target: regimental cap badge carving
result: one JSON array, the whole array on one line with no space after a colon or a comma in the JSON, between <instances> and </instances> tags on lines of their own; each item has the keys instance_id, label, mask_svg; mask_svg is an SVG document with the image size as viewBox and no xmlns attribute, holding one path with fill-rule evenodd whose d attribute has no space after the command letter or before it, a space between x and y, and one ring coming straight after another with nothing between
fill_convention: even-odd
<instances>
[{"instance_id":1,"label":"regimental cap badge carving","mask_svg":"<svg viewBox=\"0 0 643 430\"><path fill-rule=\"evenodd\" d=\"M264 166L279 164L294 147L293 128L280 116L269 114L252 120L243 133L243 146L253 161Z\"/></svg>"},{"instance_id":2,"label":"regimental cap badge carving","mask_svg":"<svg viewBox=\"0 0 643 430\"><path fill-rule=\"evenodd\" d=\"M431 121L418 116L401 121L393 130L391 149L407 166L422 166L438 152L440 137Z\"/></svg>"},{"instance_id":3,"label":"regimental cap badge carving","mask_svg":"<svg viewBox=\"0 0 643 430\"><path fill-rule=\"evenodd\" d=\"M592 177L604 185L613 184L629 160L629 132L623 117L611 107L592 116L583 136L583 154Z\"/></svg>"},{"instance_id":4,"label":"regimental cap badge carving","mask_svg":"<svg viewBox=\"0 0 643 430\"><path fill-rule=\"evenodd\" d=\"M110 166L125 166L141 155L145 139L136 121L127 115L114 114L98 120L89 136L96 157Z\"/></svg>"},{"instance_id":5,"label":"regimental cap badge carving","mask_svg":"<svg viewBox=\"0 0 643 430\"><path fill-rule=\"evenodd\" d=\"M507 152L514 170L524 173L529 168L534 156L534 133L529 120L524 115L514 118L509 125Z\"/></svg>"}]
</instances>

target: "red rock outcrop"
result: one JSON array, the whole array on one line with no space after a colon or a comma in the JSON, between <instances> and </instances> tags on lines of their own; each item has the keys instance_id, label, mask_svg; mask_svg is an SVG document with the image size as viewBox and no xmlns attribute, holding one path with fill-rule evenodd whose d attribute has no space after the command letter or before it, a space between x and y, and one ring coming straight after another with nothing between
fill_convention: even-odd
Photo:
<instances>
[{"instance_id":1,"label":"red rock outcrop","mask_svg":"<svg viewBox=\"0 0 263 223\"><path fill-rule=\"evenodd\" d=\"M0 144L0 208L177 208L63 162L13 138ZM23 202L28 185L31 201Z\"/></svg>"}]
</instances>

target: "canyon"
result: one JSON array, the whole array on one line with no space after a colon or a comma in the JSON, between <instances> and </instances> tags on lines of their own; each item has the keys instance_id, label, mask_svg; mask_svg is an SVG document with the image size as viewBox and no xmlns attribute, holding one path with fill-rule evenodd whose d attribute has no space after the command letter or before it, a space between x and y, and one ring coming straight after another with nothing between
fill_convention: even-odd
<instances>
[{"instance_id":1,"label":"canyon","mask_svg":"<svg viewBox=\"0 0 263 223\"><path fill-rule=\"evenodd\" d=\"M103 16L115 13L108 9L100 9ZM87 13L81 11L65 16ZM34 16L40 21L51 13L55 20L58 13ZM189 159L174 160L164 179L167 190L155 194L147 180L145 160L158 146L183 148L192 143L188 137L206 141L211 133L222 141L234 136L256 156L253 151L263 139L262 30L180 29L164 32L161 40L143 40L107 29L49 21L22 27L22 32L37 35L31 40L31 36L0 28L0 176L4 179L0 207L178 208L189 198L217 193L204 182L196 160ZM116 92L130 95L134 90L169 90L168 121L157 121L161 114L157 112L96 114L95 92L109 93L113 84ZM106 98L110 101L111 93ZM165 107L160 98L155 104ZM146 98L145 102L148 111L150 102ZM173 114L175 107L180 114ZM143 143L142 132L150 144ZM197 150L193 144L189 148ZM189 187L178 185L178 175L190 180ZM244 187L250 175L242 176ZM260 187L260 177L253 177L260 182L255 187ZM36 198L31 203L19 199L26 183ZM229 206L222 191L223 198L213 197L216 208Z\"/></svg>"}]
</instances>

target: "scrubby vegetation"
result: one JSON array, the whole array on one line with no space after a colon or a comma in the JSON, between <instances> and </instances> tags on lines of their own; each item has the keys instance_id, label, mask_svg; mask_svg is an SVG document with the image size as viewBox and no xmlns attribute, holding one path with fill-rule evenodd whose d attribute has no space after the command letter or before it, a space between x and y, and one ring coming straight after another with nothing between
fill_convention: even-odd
++++
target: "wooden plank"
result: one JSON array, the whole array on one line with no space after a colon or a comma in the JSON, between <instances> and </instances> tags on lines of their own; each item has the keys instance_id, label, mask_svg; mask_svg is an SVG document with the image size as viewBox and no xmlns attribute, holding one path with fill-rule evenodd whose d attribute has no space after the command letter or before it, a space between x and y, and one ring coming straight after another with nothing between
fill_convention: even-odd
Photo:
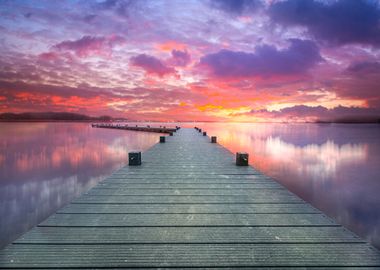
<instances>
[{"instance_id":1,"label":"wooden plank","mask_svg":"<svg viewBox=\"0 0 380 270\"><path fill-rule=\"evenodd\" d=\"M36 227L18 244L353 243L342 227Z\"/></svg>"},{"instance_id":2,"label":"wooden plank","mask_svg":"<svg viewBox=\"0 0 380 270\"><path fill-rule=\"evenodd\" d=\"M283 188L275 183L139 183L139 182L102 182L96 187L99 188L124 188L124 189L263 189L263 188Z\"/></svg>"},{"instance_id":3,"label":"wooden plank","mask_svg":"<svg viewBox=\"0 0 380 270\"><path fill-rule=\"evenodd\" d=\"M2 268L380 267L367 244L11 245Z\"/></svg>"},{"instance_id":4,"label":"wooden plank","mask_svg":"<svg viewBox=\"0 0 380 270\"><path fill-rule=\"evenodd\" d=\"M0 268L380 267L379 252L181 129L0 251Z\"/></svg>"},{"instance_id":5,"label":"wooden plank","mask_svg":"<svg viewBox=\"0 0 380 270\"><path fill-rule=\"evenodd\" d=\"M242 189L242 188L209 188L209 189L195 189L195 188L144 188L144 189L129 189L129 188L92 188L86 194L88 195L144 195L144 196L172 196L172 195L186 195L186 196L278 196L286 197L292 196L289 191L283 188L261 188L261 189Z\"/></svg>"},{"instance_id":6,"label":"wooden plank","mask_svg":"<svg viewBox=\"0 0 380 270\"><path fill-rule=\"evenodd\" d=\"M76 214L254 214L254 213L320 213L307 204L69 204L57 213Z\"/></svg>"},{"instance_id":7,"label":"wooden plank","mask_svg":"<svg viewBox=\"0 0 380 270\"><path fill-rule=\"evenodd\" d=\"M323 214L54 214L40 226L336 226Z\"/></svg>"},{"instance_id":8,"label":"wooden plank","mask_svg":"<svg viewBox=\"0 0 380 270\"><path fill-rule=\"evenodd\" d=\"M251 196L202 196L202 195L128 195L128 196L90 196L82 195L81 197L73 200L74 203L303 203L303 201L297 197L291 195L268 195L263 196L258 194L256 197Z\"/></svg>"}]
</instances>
++++
* [Task instructions] Show every line in the rows that contains the string "target".

* [Output of the task]
target: regimental cap badge carving
target: "red rock outcrop"
target: "canyon"
target: "scrubby vegetation"
target: "wooden plank"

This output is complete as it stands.